● **PASSAGE**:

Pride Isn’t a Threat: Why Celebrating Pride Doesn’t Diminish Anyone Else
- fiftyfiftyonequinc
- Jun 7
- 3 min read
By Quinn Bluffs
June is here, and so are the familiar arguments. Rainbow flags are up, Pride events are scheduled, and once again, social media is flooded with variations of the same question: “Why do they get a month?”
Some ask why June isn’t officially Veterans Month. Others say we should focus more on Men’s Mental Health instead. And still others go further, framing Pride as an aggressive, attention-seeking spectacle that overshadows more “serious” issues.
Here’s the truth: we can—and should—care about all of these things. But turning them into a competition helps no one.
What Pride Actually Is
Pride Month is not about elevating LGBTQIA+ people above others. It’s about recognizing a group of people who have historically been pushed into the margins, and who still face harm today. Pride began not as a party, but as a protest, after LGBTQIA+ patrons at the Stonewall Inn in New York fought back against routine police harassment in June 1969.

● **REQUIREMENT 1**: Write out the part of the Pride essay that begins at the words "Pride Isn’t a" and stops after the words "helps no one.".
● **REQUIREMENT 2**: Which objections to Pride Month does the Pride essay describe people raising? List each one.
● **REQUIREMENT 3**: How would you sum up the Pride essay in two sentences?

● **DATA EXTRACTS**:
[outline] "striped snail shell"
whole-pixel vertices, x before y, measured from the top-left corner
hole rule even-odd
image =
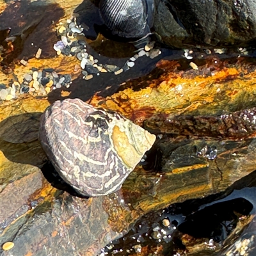
[[[99,11],[114,35],[141,38],[153,25],[154,0],[100,0]]]
[[[39,134],[60,177],[89,196],[118,190],[156,140],[118,113],[78,99],[58,100],[48,108]]]

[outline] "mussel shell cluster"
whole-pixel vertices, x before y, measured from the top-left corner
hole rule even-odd
[[[150,33],[154,0],[100,0],[99,12],[113,35],[140,38]]]

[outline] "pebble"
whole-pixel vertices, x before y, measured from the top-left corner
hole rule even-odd
[[[105,68],[102,68],[101,69],[100,72],[101,72],[102,73],[108,73],[108,71],[107,71]]]
[[[98,68],[94,67],[92,65],[86,65],[85,66],[85,70],[88,72],[88,74],[98,74]]]
[[[115,74],[119,75],[119,74],[121,74],[123,71],[124,71],[123,68],[120,68],[119,70],[115,71]]]
[[[45,86],[49,81],[50,79],[49,77],[43,77],[41,80],[41,84]]]
[[[70,22],[68,25],[68,28],[72,29],[72,28],[76,28],[76,24],[74,22]]]
[[[8,251],[11,250],[14,246],[14,243],[13,242],[6,242],[3,244],[2,248],[4,251]]]
[[[59,81],[59,84],[62,84],[62,83],[64,82],[65,77],[61,77],[60,81]],[[56,86],[57,87],[57,86]],[[58,88],[58,87],[57,87]]]
[[[88,60],[87,60],[85,58],[83,58],[82,59],[82,61],[81,61],[80,67],[81,67],[83,69],[84,69],[85,65],[86,65],[87,63],[88,63]]]
[[[82,54],[81,52],[78,52],[76,54],[76,58],[77,58],[78,60],[81,61],[83,59]]]
[[[35,88],[33,88],[32,87],[29,88],[29,92],[34,92],[35,91],[36,91],[36,89],[35,89]]]
[[[75,28],[71,28],[71,31],[73,33],[77,33],[77,34],[81,34],[82,33],[82,31],[83,31],[82,29],[79,29],[78,28],[76,28],[76,27]]]
[[[82,74],[84,76],[86,76],[88,75],[88,72],[86,70],[83,70]]]
[[[63,75],[63,77],[65,78],[65,83],[69,83],[71,82],[71,76],[69,74],[67,75]]]
[[[93,61],[93,56],[92,56],[92,55],[89,55],[89,60],[90,60],[91,61]]]
[[[7,90],[2,89],[0,91],[0,98],[2,100],[4,100],[6,99],[7,95],[8,95],[8,92]]]
[[[37,71],[34,71],[33,72],[33,80],[36,80],[37,79],[37,77],[38,76],[38,72]]]
[[[130,68],[132,68],[134,65],[135,65],[135,63],[132,61],[127,62],[127,66]]]
[[[60,83],[57,83],[55,86],[56,88],[60,88],[61,87],[61,84]]]
[[[52,76],[54,77],[55,77],[55,78],[58,78],[59,76],[58,76],[58,74],[55,72],[55,71],[54,71],[53,72],[52,72]]]
[[[36,59],[39,59],[39,58],[40,57],[42,54],[42,49],[41,48],[38,48],[37,50],[37,52],[36,53],[35,57],[36,58]]]
[[[146,52],[144,50],[141,50],[141,51],[139,52],[138,54],[139,57],[142,57],[146,54]]]
[[[77,64],[75,65],[75,67],[74,68],[74,71],[77,72],[79,69],[79,66]]]
[[[28,61],[26,61],[24,60],[21,60],[20,62],[20,64],[23,65],[23,66],[26,66],[28,65]]]
[[[92,78],[93,78],[93,75],[88,75],[84,77],[84,79],[85,80],[90,80],[90,79],[92,79]]]
[[[54,46],[56,49],[54,49]],[[64,44],[62,42],[62,41],[58,41],[53,46],[53,49],[54,49],[54,50],[56,51],[58,51],[59,50],[61,50],[65,47]]]
[[[74,39],[74,34],[72,32],[68,32],[67,34],[67,36],[70,39]]]
[[[106,64],[104,65],[104,67],[110,72],[114,72],[119,70],[119,68],[115,65]]]
[[[189,66],[193,68],[196,70],[198,70],[198,67],[197,67],[196,64],[194,63],[193,62],[190,62]]]
[[[1,89],[6,89],[6,86],[4,84],[0,84],[0,90]]]
[[[68,45],[67,45],[65,48],[61,49],[61,53],[64,55],[68,56],[70,52],[70,47]]]
[[[159,49],[154,49],[153,50],[150,51],[150,54],[149,55],[149,58],[150,59],[154,59],[154,58],[157,57],[158,55],[161,54],[161,52]]]
[[[70,51],[72,52],[79,52],[80,51],[80,49],[76,46],[74,46],[73,47],[71,48]]]
[[[163,225],[164,227],[169,227],[170,225],[170,220],[168,219],[163,220]]]
[[[60,28],[59,28],[59,33],[60,34],[62,34],[64,31],[66,31],[66,28],[64,27],[64,26],[61,26]]]
[[[8,94],[6,97],[5,99],[6,100],[11,100],[13,99],[13,96],[12,94]]]
[[[61,42],[65,46],[68,45],[68,38],[65,36],[61,36]]]
[[[147,44],[146,45],[145,45],[144,50],[146,51],[146,52],[148,52],[151,50],[151,48],[149,47],[148,45]]]
[[[29,87],[33,87],[33,83],[34,83],[34,81],[32,80],[29,84]]]
[[[81,45],[86,45],[86,42],[84,40],[79,40],[77,42]]]
[[[10,94],[11,94],[13,98],[15,97],[15,92],[16,92],[15,88],[12,87],[11,90],[10,92]]]
[[[34,87],[34,88],[36,90],[39,90],[39,82],[36,80],[34,81],[34,83],[33,83],[33,87]]]
[[[45,92],[49,93],[51,92],[50,87],[45,87]]]
[[[29,74],[25,74],[23,77],[27,82],[30,82],[32,80],[32,76]]]
[[[20,87],[20,83],[19,83],[17,81],[15,81],[13,82],[13,84],[14,84],[15,86],[17,86],[17,87],[19,87],[19,88]]]
[[[53,80],[50,80],[49,83],[45,84],[46,87],[51,87],[53,84]]]
[[[23,87],[21,88],[21,91],[24,93],[27,93],[29,91],[29,87],[26,86],[23,86]]]

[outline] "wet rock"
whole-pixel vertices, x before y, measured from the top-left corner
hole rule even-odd
[[[48,108],[42,117],[40,137],[63,180],[92,196],[120,189],[156,140],[118,113],[93,108],[78,99],[56,101]]]
[[[256,40],[256,3],[242,2],[157,0],[154,28],[161,41],[179,48],[244,45]]]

● **EXERCISE RESPONSE 1**:
Pride Isn’t a Threat: Why Celebrating Pride Doesn’t Diminish Anyone Else
- fiftyfiftyonequinc
- Jun 7
- 3 min read
By Quinn Bluffs
June is here, and so are the familiar arguments. Rainbow flags are up, Pride events are scheduled, and once again, social media is flooded with variations of the same question: “Why do they get a month?”
Some ask why June isn’t officially Veterans Month. Others say we should focus more on Men’s Mental Health instead. And still others go further, framing Pride as an aggressive, attention-seeking spectacle that overshadows more “serious” issues.
Here’s the truth: we can—and should—care about all of these things. But turning them into a competition helps no one.

● **EXERCISE RESPONSE 2**:
- Asking "Why do they get a month?"
- Asking why June isn't officially Veterans Month
- Saying the focus should be on Men's Mental Health instead
- Framing Pride as an aggressive, attention-seeking spectacle that overshadows more "serious" issues

● **EXERCISE RESPONSE 3**: Each June, Pride draws familiar objections: some ask why June isn't Veterans Month, others say Men's Mental Health deserves the focus, and the author argues these causes all deserve care but shouldn't be set in competition. Pride Month recognizes LGBTQIA+ people, who have historically been pushed to the margins and still face harm, and it began as a protest after patrons of the Stonewall Inn in New York fought back against police harassment in June 1969.